* _Exercise description_: The entries below are to be reproduced in full, exactly as written.

_ _ _ _ _

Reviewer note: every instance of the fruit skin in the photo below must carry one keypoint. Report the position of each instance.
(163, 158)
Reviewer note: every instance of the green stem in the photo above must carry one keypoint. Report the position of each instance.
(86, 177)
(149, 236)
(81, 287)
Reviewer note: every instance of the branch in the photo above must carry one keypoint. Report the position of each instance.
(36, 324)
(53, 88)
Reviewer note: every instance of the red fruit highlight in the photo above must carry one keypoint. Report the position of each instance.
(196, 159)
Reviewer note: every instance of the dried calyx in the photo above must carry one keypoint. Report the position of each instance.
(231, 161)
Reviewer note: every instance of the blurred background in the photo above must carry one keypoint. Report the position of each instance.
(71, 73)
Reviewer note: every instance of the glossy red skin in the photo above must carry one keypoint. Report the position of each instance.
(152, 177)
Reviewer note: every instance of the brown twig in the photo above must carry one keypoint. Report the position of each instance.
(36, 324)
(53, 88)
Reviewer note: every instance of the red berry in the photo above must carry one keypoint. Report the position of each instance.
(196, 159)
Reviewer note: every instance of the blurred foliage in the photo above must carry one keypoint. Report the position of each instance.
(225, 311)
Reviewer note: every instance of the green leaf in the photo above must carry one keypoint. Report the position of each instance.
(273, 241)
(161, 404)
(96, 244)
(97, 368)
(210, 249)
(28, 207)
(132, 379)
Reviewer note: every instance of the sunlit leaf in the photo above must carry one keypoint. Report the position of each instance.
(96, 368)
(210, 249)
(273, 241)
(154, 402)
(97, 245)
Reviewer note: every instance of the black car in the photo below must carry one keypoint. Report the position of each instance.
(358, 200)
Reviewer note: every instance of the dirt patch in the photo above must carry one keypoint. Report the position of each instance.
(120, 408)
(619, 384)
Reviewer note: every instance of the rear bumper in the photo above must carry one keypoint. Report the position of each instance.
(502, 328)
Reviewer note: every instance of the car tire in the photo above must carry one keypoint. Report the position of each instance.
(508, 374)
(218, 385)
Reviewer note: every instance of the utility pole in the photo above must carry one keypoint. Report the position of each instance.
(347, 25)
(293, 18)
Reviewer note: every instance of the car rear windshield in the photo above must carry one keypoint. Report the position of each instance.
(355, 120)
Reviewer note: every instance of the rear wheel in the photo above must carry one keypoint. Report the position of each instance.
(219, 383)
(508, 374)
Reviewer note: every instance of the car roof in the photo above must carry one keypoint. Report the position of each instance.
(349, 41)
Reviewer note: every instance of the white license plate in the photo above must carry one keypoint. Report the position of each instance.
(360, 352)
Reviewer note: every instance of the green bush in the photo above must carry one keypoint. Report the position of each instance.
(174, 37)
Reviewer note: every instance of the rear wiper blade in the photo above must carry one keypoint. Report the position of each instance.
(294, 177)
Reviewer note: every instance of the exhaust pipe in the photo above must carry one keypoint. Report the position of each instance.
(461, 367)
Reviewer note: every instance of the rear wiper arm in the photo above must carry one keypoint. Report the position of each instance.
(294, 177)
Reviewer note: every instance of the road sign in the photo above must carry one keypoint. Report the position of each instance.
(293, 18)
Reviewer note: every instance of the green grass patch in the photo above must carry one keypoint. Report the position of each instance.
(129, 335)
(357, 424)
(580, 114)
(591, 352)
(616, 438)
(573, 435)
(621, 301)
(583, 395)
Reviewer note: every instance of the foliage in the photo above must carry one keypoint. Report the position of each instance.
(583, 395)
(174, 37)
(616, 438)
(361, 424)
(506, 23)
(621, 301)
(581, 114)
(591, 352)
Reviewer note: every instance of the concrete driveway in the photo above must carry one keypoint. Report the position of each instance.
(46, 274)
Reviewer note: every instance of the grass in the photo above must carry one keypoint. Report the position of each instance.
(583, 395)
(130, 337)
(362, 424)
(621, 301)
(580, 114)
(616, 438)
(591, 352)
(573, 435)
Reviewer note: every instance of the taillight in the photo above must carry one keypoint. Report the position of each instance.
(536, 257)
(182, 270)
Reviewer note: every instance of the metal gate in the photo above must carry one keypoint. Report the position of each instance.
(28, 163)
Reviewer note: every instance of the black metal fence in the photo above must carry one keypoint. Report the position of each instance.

_ _ _ _ _

* _Answer to the exercise_:
Reviewer note: every instance of the fruit skin in the photo below must carry one keypoint. Report the position of each instance.
(163, 158)
Reviewer note: every instance of the green stem in the photo above must carry one keypoint. Report the position of each instance.
(86, 177)
(149, 236)
(81, 287)
Reviewer note: every instance of the branch in the photo above must carry one keypoint. Report the position of each instance.
(36, 324)
(53, 88)
Reviewer note: every instance of the red fruit highlight in the photo above must carry one keypoint. Report the position of each instance.
(196, 159)
Reviewer note: every instance of the dried calyx in the photo above must carry one keypoint. Report the position of each instance.
(231, 161)
Reviewer note: every instance of the blurred background in the photo above must carry one keypoint. Report the position of each instance.
(71, 73)
Reviewer note: every instance of the glossy red skin in the photo above must carry one keypoint. Report the position of each instance.
(152, 177)
Reviewer note: every instance of the brown twig in the photo above must carry one keypoint. Report the position of each instance.
(36, 324)
(53, 88)
Reviewer note: every instance of the red berry in the photo above must carry one keypoint. Report the position of each instance.
(196, 159)
Reviewer note: every instance of the blurred foliage in the photo above must carry one keypoint. Report the position of each instance.
(225, 311)
Reviewer note: every instance of the green leaf in the photo above must carry one keypoint. Report the position of each instance.
(273, 241)
(161, 404)
(96, 244)
(97, 368)
(210, 249)
(28, 207)
(132, 379)
Reviewer note: every instance of the sunlit leaf in the photo above must carry one keypoint. Report the position of each instance.
(96, 368)
(210, 249)
(273, 241)
(154, 402)
(97, 245)
Reviewer note: every instance of the black car in the photo below must carry one keypoint. Report the position of each instance.
(358, 200)
Reviewer note: every instance of the dirt patch in the photo above must carry one keypoint. Report the position of each instance.
(120, 408)
(619, 384)
Reviewer note: every instance of the rear bumper in the photo above must carry one keypoint. Report the position of each instance.
(502, 328)
Reviewer note: every instance of the car tire in the photo above must carry one keypoint. Report the position of each instance.
(508, 374)
(218, 385)
Reviewer note: every instance of the utility pole in the photo above must carry one keypoint. Report the position of each instance.
(347, 25)
(293, 18)
Reviewer note: every instance of the car rear windshield in the photo above must carry one keypoint. Report the position of each instance.
(355, 120)
Reviewer note: every instance of the rear wheel in the photo above must carry one keypoint. Report the position of each instance.
(219, 383)
(508, 374)
Reviewer note: every instance of the car roof in the photo above must carry one keypoint. Report the position of each instance.
(349, 41)
Reviewer note: every instance of the white license plate in the photo above must carry one keypoint. Report the position of each instance.
(360, 352)
Reviewer note: every instance of the green bush in the photo above must carry one keypoint. Report the position of each instance.
(174, 37)
Reviewer note: every instance of the rear wiper blade in the photo above must carry one keypoint. Report the position of each instance.
(294, 177)
Reviewer note: every instance of the exhaust pipe in the photo above must carry one keypoint. Report the position of each instance.
(461, 367)
Reviewer note: every instance of the rear wiper arm in the photo above must carry one keypoint. Report the position of each instance.
(294, 177)
Reviewer note: every instance of the road sign in the photo above must carry one keypoint. Report the position of each instance.
(293, 18)
Reviewer note: every instance of the green grass patch in the photo above must carry one keypoint. Report the position of each instance.
(129, 335)
(357, 424)
(580, 114)
(591, 352)
(616, 438)
(573, 435)
(621, 301)
(583, 395)
Reviewer note: every instance of the foliage in the photo above must carry one keypoint. Report the position of each instance.
(583, 395)
(174, 37)
(616, 438)
(361, 424)
(506, 23)
(621, 301)
(581, 114)
(591, 352)
Reviewer note: every instance of the concrete driveway in the photo above must carry one keypoint. Report the position of each instance.
(46, 274)
Reviewer note: every instance of the grass in the photo above must carry one keypoint. Report the position of each instance.
(583, 395)
(130, 337)
(362, 424)
(621, 301)
(580, 114)
(616, 438)
(591, 352)
(573, 435)
Reviewer note: every instance of the taillight in the photo above must carry one keypoint. Report the position of each instance.
(536, 257)
(182, 270)
Reviewer note: every instance of the metal gate in the photo above must carry one keypoint. Report the position of each instance.
(28, 163)
Reviewer note: every instance of the black metal fence in the photo above must carry one keypoint. Report the position of each instance.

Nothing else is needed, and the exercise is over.